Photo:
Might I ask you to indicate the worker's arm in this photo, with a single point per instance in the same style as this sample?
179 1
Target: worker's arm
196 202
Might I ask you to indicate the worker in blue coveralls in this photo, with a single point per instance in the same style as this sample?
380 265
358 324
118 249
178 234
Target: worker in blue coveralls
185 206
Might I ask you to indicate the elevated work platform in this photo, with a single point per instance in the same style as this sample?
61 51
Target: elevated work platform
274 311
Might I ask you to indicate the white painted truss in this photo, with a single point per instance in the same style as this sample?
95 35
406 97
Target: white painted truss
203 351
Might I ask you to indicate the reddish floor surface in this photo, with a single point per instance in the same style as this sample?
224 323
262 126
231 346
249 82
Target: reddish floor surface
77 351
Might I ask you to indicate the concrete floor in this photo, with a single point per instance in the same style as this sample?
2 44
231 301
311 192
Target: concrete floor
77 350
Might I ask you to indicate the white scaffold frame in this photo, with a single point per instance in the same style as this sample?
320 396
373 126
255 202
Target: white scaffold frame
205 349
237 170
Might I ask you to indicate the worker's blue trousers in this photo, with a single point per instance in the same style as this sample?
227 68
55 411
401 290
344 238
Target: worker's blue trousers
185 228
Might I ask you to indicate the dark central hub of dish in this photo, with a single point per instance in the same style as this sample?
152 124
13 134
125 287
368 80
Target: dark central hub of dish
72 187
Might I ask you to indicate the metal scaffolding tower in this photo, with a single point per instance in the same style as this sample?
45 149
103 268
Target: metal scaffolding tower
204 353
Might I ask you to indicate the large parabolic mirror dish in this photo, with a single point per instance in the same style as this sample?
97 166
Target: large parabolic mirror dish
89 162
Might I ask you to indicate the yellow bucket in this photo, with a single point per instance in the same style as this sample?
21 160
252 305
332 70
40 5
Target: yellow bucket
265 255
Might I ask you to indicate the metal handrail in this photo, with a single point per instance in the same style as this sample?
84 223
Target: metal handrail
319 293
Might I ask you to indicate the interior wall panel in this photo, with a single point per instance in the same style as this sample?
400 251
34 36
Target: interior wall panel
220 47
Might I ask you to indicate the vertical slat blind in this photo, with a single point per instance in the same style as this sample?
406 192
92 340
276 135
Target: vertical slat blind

++++

**Activity:** Exactly as they are written, print the entries again.

**Reply:**
Photo:
Might I ask you to indicate the worker's arm in this photo, with a single point per instance in the same style as this sample?
179 1
Target: worker's arm
196 202
Might I ask you to indicate the worker in blue coveralls in this photo, with a single point per instance in the same style as this sample?
380 265
358 324
118 249
178 234
Target: worker in blue coveralls
185 206
Might I ask you to indicate the elevated work platform in this photo, with a single point per instance in the same style as this sample?
61 51
Target: elevated work platform
274 311
Might I ask you to indicate the white painted truss in this photo, with a single point per instance in the same style as this sample?
95 35
406 97
Target: white painted truss
203 351
Might I ask you to indicate the reddish floor surface in this photo, with a single point per instance in the same style as this sample?
224 323
262 126
231 346
249 82
Target: reddish floor surface
77 351
Might I ask you to indicate the concrete floor in this photo, with a single point per instance in the same style as this sample?
2 44
231 301
311 192
Target: concrete floor
77 350
Might I ask you to indicate the white scaffold frame in this photo, with a single point per instance in the same style as this sample?
320 396
373 126
255 202
Target: white scaffold frame
205 349
237 170
Might I ask you to indicate the worker's blue trousers in this photo, with a single point per instance in the same style as this sample?
227 68
55 411
401 290
344 238
Target: worker's blue trousers
185 228
Might I ask you to indicate the dark central hub of dish in this photo, with a single point per instance in the same style as this sample?
152 124
13 134
125 287
368 80
Target: dark central hub of dish
72 187
Might I ask you to indicate the metal scaffolding tower in this photo, with a single point per instance in the same style as this sample?
45 149
103 268
Target: metal scaffolding tower
204 353
Might I ask you to indicate the large parabolic mirror dish in this photo, with a single point per instance in the same style as this sample?
97 166
Target: large parabolic mirror dish
89 162
Might I ask you to indicate the yellow bucket in this photo, with a single point per instance in the same style as this sample?
21 160
252 305
332 70
40 5
Target: yellow bucket
265 255
Might I ask you to indicate the metal handrail in this photo, with a single point per instance in the same style as this sample?
84 223
Target: metal handrail
319 293
Might I ask you to indicate the interior wall panel in this photo, with a single point per instance in the same style as this sample?
400 251
34 36
Target: interior wall panel
220 47
Might I ask you to indicate the vertical slat blind in this photo, with a single point per instance in the same style as this sample?
406 192
92 340
276 135
Target: vertical slat blind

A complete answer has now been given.